◆ Do this ◆
Reproduce the material from the line that contains "of the balinese" through the end, requests included, and scale every answer coordinate by 2.15, rounding to whole numbers with halves rounded up. Leave the numbers in the requests and their sample lines as they are.

==== Data to use ====

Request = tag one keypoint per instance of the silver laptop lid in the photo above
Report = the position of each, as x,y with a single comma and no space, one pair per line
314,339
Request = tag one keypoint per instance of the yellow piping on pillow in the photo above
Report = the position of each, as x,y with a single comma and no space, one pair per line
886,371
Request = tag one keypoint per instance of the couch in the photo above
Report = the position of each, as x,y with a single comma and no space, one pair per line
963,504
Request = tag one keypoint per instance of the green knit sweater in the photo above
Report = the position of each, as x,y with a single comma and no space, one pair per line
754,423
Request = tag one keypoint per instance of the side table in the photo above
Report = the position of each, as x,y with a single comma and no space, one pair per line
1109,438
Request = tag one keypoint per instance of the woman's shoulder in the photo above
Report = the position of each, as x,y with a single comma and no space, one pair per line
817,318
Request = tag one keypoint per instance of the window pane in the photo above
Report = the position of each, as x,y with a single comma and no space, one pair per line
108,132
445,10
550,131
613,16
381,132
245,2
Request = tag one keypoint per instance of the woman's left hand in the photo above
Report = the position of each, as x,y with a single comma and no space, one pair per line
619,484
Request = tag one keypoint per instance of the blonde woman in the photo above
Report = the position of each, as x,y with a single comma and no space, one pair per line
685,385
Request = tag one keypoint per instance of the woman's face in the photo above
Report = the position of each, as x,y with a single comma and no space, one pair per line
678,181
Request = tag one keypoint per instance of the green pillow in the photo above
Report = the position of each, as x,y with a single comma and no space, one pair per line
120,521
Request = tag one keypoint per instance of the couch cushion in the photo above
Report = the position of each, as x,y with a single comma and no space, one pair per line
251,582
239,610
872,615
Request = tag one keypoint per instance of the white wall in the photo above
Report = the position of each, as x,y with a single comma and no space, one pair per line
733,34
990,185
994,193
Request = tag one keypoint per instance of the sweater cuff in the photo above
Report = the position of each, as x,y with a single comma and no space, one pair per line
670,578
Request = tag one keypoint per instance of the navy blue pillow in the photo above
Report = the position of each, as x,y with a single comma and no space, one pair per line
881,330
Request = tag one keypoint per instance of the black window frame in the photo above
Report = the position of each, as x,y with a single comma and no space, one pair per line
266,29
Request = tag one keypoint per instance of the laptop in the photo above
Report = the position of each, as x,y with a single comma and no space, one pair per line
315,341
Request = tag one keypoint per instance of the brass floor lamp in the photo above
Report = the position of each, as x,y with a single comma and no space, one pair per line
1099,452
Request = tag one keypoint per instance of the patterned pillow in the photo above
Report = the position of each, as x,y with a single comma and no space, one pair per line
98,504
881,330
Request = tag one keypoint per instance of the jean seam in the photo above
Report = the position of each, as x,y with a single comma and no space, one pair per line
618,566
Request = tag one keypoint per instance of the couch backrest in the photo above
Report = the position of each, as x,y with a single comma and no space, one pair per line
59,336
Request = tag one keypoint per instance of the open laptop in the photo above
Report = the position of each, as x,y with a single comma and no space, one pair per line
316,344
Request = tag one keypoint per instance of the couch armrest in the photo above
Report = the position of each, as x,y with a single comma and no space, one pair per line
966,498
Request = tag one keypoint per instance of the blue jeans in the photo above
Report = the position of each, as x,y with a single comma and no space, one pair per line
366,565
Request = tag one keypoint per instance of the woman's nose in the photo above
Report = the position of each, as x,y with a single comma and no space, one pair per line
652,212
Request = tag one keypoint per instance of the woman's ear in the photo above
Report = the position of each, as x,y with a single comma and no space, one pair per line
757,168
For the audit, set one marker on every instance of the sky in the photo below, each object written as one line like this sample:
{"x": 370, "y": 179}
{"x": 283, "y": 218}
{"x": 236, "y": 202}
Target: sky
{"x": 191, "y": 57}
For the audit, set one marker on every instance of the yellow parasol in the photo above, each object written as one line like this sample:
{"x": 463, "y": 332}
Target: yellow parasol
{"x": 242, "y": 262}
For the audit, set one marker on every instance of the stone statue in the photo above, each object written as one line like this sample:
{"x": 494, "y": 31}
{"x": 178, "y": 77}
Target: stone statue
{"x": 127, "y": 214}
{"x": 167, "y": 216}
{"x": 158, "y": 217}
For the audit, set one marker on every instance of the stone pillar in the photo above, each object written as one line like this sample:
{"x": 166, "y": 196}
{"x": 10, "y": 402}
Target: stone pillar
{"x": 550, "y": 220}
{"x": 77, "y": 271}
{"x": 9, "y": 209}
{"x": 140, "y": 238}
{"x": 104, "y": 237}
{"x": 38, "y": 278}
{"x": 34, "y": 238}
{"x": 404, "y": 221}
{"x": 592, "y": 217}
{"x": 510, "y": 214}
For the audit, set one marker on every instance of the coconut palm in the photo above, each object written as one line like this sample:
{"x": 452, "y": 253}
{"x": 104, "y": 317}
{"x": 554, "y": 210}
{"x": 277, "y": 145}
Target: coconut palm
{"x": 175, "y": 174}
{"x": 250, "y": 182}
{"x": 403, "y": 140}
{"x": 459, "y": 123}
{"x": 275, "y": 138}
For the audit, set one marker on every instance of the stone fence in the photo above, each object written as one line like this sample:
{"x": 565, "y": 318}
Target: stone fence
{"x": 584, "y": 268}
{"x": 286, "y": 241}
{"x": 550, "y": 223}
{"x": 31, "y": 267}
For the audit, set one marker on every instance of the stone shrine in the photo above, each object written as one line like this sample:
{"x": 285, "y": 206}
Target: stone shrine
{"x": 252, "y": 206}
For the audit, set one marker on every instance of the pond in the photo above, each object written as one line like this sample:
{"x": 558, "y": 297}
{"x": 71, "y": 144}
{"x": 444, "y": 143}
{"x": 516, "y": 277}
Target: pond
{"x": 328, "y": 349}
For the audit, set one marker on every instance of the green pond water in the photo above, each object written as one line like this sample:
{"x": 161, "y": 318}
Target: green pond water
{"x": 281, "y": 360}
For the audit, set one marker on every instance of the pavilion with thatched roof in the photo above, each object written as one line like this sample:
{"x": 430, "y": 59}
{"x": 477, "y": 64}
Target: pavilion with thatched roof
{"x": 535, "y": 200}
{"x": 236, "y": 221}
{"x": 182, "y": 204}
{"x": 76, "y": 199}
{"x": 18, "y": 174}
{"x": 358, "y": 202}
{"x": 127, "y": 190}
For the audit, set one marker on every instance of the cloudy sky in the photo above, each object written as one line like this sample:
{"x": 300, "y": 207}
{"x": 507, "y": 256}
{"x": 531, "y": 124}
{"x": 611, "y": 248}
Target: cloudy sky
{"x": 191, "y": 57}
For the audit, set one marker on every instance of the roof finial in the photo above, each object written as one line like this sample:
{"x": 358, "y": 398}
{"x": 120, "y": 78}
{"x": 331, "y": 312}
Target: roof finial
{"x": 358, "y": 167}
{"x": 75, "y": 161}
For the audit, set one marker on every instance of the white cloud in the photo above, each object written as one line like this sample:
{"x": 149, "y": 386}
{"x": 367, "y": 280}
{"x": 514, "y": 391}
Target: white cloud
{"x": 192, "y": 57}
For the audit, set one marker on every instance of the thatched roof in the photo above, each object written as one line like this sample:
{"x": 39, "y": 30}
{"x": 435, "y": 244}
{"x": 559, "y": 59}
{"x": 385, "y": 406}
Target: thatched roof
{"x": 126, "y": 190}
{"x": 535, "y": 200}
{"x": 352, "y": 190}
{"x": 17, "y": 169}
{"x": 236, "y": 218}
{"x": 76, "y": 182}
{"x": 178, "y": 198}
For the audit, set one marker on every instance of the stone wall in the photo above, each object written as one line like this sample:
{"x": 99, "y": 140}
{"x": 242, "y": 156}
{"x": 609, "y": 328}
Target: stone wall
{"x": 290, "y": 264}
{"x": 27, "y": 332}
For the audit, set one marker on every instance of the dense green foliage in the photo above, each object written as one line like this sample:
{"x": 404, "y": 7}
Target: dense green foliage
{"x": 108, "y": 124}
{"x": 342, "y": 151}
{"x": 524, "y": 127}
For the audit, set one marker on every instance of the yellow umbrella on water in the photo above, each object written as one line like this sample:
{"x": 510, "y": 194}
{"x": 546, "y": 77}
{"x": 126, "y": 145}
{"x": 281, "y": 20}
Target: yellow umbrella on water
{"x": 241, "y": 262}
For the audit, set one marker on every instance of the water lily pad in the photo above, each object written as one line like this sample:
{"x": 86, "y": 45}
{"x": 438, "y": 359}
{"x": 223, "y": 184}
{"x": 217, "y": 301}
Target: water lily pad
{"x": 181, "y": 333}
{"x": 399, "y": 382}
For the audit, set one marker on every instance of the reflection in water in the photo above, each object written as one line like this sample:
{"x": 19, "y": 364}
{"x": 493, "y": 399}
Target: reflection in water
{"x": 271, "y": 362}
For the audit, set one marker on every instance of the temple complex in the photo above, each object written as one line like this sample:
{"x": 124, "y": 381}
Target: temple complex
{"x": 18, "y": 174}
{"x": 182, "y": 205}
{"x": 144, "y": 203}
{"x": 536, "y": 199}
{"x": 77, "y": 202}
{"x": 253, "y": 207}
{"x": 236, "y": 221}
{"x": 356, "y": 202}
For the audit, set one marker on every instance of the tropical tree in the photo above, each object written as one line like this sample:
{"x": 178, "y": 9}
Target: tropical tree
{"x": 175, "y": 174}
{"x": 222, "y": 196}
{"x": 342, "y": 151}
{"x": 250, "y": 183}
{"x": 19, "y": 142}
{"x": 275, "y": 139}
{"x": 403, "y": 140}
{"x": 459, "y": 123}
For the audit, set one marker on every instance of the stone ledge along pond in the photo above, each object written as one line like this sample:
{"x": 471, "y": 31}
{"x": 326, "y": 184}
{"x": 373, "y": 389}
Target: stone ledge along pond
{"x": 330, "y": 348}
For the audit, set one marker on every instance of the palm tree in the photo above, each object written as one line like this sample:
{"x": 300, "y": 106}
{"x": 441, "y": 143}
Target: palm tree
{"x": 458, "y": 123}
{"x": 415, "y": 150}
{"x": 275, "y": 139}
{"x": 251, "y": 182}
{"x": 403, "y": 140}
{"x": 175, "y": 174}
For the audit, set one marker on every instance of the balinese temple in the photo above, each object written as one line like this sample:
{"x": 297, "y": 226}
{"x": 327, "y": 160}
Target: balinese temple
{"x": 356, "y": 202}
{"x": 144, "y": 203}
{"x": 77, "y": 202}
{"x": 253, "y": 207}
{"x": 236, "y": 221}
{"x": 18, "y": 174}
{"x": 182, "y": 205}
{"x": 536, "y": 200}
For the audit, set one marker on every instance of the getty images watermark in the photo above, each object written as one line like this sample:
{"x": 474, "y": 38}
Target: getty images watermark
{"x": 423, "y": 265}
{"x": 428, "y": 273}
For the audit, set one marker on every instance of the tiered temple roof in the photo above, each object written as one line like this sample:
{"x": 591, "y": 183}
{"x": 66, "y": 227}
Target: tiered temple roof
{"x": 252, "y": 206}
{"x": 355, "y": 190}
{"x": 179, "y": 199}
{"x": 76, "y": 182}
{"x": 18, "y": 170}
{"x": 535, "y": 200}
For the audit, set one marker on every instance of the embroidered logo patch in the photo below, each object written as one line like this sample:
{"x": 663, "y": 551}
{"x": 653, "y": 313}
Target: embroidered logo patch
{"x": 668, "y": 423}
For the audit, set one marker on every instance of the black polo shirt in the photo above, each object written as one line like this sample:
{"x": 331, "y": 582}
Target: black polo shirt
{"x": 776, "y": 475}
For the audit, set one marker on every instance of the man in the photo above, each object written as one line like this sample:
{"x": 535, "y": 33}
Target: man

====

◆ Correct output ◆
For the audit, set one marker on every instance of the balinese temple in the photo above, each object written as one line like this sample:
{"x": 297, "y": 226}
{"x": 327, "y": 160}
Target: balinese temple
{"x": 765, "y": 434}
{"x": 310, "y": 436}
{"x": 166, "y": 434}
{"x": 544, "y": 445}
{"x": 507, "y": 475}
{"x": 39, "y": 374}
{"x": 391, "y": 441}
{"x": 1152, "y": 430}
For the audit, set one marker on every instance of the getty images watermark in the photo above, each object written as one line like this sample:
{"x": 474, "y": 38}
Target: getty images watermark
{"x": 909, "y": 570}
{"x": 920, "y": 587}
For the audit, set one marker on every instance of the tiered temple roof in the photo above, each object written as one line like this sample:
{"x": 591, "y": 183}
{"x": 66, "y": 227}
Target: tiered temple roof
{"x": 542, "y": 443}
{"x": 763, "y": 409}
{"x": 385, "y": 428}
{"x": 163, "y": 391}
{"x": 39, "y": 366}
{"x": 1150, "y": 430}
For the audit, set one marker on every instance of the embroidered logo patch in the photo below, each object written as one line like this sample:
{"x": 663, "y": 551}
{"x": 653, "y": 313}
Target: embroidered logo patch
{"x": 1436, "y": 909}
For the audit, set one marker on every instance of the black polo shirt in the photo above, each object written as one line like this sample:
{"x": 331, "y": 582}
Target: black polo shirt
{"x": 1668, "y": 1021}
For the audit, set one marker on every instance of the man in the photo above, each object written as one line like this sample:
{"x": 535, "y": 33}
Target: man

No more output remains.